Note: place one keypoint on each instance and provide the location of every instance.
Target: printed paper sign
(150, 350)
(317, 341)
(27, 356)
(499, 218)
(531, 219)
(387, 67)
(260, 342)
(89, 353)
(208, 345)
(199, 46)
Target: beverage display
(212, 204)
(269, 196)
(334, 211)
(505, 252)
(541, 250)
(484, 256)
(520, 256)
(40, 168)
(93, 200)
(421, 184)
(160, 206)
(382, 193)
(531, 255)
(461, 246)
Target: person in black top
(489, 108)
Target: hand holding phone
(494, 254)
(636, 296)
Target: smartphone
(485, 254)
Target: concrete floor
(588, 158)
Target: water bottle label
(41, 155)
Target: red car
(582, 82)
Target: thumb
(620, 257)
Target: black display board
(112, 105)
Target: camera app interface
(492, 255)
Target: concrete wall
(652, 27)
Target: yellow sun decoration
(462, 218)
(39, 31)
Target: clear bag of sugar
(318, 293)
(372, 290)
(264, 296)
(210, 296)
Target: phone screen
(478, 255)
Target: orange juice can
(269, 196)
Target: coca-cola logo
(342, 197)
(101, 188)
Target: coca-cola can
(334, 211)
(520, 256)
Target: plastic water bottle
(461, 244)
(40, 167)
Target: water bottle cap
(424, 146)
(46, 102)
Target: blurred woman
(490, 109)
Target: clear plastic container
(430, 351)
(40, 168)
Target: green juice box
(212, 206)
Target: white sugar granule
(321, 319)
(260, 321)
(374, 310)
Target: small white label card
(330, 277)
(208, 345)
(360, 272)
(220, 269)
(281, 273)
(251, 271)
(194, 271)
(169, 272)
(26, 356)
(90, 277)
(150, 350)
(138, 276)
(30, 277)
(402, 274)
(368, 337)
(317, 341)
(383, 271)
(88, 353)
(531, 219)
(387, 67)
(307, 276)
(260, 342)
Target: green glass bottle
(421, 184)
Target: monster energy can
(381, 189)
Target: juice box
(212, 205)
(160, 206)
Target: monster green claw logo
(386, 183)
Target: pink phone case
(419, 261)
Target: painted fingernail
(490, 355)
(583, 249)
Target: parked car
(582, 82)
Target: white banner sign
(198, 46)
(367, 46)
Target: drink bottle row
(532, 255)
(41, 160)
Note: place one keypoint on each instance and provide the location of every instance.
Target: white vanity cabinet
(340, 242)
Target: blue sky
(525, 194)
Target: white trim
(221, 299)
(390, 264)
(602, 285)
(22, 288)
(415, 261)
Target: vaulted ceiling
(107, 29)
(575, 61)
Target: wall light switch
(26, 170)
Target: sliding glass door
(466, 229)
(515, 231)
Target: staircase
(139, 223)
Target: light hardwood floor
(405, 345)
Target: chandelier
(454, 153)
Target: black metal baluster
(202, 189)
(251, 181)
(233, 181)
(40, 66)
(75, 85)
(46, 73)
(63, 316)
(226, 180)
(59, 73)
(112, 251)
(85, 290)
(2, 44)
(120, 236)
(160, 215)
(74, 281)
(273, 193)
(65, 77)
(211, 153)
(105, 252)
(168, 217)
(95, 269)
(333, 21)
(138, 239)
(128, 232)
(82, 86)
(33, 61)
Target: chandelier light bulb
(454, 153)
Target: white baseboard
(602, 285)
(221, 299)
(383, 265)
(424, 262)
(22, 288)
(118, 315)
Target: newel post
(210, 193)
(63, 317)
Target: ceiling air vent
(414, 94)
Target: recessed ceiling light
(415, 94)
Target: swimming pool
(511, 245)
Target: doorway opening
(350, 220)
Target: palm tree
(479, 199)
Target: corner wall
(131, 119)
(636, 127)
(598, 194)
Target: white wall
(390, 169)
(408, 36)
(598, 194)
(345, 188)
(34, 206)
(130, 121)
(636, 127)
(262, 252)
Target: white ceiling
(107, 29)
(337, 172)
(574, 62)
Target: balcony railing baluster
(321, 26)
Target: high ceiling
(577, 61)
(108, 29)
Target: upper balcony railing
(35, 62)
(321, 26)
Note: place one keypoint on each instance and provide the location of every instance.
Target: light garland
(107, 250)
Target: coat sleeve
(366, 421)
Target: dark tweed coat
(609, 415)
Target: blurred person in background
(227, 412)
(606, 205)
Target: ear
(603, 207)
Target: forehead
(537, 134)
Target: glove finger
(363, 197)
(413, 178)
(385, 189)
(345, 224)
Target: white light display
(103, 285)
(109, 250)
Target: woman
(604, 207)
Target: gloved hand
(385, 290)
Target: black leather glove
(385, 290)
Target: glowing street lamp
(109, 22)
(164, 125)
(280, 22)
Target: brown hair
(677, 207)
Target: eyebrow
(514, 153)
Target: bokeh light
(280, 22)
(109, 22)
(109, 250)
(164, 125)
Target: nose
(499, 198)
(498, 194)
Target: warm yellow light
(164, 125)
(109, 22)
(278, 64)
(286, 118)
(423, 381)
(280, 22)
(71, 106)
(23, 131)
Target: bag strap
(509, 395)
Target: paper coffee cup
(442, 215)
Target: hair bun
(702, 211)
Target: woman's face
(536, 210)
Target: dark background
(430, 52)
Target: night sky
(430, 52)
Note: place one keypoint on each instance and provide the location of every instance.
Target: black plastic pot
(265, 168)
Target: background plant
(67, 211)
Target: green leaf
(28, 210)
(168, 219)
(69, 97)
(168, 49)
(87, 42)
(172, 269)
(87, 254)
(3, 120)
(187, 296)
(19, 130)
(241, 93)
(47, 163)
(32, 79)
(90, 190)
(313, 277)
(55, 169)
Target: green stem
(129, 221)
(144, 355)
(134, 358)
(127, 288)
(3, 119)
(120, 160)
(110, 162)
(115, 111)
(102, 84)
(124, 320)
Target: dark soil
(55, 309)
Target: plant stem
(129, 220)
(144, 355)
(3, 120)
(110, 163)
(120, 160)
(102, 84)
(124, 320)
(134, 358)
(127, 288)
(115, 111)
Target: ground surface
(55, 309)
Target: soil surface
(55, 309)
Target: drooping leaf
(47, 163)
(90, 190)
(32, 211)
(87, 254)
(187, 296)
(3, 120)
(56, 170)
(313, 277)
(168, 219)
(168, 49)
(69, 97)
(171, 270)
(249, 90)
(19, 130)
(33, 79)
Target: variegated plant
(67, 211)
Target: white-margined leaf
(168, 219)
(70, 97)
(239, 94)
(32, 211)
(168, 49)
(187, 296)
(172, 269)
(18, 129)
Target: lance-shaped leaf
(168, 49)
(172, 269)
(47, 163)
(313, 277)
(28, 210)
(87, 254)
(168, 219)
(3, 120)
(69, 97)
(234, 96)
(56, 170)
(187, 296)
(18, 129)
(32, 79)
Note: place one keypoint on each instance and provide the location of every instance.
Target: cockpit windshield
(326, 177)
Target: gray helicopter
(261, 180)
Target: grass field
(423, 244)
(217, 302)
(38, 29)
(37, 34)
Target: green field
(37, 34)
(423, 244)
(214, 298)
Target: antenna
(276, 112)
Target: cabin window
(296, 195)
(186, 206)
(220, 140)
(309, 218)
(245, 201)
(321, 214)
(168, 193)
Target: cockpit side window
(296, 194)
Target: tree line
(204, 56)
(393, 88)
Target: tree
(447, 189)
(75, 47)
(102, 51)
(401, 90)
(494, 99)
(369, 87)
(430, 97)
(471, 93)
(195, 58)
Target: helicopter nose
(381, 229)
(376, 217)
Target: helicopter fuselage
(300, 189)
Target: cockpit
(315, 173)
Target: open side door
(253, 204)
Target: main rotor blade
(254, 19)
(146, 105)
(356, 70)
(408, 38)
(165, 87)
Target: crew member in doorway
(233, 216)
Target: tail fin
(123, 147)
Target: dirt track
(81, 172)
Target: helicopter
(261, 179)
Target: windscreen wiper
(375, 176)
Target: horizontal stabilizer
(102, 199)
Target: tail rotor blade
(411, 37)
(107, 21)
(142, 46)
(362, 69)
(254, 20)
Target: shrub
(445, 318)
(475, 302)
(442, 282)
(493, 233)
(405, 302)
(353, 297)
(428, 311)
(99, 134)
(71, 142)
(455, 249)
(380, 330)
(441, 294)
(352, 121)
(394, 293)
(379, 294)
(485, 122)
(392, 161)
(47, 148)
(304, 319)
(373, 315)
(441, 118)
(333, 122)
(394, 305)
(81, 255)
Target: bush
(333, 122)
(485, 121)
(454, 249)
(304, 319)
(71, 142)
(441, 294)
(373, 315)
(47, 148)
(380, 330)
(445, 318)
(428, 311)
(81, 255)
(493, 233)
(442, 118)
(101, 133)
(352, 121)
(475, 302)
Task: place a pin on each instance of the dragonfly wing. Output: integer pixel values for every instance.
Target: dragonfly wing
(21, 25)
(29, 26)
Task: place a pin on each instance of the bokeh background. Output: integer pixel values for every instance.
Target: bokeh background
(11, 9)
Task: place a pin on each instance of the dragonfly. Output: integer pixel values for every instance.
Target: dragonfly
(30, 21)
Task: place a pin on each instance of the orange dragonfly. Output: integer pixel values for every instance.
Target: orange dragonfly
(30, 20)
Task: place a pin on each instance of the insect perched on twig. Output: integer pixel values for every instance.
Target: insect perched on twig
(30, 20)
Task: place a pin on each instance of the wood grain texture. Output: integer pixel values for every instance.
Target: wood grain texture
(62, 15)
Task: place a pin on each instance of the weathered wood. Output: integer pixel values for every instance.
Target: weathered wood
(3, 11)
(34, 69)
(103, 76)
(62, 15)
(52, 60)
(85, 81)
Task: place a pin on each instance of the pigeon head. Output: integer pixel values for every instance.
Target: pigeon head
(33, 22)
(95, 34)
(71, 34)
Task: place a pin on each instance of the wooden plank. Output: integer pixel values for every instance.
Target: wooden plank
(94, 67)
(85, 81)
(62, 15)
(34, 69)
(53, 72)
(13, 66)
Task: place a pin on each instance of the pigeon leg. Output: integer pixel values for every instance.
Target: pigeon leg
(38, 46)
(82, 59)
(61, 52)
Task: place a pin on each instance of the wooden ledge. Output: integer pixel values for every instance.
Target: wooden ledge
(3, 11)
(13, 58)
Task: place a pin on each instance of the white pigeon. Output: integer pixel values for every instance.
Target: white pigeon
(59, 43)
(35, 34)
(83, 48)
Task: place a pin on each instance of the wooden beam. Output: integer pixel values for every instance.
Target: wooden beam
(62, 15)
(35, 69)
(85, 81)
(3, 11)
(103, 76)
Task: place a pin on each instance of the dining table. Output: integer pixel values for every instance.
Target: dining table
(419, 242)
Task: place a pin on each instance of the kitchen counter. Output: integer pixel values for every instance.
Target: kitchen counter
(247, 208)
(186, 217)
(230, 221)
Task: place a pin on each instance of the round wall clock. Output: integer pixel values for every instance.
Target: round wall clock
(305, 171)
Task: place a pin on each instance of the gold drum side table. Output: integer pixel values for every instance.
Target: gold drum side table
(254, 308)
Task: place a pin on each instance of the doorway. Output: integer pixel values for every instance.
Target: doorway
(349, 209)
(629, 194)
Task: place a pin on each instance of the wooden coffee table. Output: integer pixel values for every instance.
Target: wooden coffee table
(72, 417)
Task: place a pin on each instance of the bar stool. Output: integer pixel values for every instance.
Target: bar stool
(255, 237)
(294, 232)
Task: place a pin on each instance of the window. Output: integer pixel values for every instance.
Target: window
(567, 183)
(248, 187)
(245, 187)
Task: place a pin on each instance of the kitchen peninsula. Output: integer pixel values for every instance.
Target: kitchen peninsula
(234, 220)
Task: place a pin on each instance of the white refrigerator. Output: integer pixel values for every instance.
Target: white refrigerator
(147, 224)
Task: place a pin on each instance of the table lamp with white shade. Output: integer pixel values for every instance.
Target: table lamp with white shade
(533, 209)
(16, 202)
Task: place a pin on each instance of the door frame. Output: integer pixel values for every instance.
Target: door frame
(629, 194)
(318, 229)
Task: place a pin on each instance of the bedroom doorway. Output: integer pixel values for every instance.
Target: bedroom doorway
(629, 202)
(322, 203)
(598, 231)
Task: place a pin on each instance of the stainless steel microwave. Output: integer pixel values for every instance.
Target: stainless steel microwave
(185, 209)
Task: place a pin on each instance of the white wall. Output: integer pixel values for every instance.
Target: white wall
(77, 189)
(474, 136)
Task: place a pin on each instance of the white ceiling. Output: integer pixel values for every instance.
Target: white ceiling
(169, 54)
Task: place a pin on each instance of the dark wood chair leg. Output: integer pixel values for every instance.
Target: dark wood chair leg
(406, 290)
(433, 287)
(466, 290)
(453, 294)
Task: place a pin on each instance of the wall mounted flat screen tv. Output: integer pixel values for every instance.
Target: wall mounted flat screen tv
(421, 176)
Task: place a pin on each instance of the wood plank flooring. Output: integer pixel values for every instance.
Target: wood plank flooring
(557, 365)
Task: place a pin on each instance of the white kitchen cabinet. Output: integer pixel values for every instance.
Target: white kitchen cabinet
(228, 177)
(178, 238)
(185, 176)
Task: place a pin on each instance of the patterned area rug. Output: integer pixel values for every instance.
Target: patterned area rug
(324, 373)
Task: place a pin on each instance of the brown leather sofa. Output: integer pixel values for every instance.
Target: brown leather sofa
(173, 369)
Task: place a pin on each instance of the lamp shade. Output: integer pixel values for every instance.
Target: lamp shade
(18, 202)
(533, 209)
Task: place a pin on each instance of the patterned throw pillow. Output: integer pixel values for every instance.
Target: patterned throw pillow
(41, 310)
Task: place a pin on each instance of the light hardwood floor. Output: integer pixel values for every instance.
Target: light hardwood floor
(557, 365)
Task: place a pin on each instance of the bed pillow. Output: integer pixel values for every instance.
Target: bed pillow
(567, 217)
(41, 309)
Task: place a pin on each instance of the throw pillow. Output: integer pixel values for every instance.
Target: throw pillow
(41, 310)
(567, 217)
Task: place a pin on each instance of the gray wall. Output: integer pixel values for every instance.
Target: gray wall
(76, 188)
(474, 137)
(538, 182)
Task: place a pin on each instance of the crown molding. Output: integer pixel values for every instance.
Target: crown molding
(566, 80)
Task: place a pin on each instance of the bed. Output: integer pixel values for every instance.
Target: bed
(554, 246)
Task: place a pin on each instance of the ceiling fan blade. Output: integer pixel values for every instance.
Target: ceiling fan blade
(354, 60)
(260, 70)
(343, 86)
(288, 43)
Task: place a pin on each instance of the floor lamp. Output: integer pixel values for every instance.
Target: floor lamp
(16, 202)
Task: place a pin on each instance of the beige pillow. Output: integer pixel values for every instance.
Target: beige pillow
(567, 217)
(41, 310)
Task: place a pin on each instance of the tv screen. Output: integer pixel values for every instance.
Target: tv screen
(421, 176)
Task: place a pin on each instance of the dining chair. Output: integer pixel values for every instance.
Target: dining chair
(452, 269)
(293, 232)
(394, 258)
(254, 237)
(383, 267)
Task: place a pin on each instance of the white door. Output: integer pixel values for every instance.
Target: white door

* Written instruction *
Quote the line that contains "Task: place a pin on each instance of the bed pillow." and each line after it through the end of the data, exactly, leaving out everything else.

* Output *
Task: place a pin on each instance of the bed pillow. Output: integer pixel values for every instance.
Target: bed pillow
(567, 217)
(41, 309)
Task: place a pin on each instance of the throw pillow. Output: integer pixel values for every instance.
Target: throw pillow
(41, 310)
(567, 217)
Task: place a pin on each instance of the gray wall. Output: integer pixel values for every instance.
Target: gray wall
(76, 188)
(474, 137)
(538, 182)
Task: place a pin on each instance of the crown molding. Output: integer pixel values for every instance.
Target: crown molding
(566, 80)
Task: place a pin on each instance of the bed. Output: integer pixel values for every instance.
Target: bed
(554, 246)
Task: place a pin on each instance of the ceiling fan blade. Output: integer pixel values for every instance.
Target: ceiling fan blade
(354, 60)
(260, 70)
(343, 86)
(288, 43)
Task: place a pin on each instance of the floor lamp. Output: integer pixel values for every instance.
Target: floor lamp
(16, 202)
Task: place a pin on each instance of the beige pillow. Output: integer pixel values for every instance.
Target: beige pillow
(567, 217)
(41, 310)
Task: place a pin on each instance of the tv screen. Output: integer pixel values for every instance.
Target: tv screen
(421, 176)
Task: place a pin on each instance of the dining chair. Output: integer pixel values for every instance.
Target: dining chair
(452, 269)
(293, 232)
(394, 258)
(254, 237)
(383, 267)
Task: place a pin on each instance of the white door. Output: integer pixel values for every instance.
Target: white door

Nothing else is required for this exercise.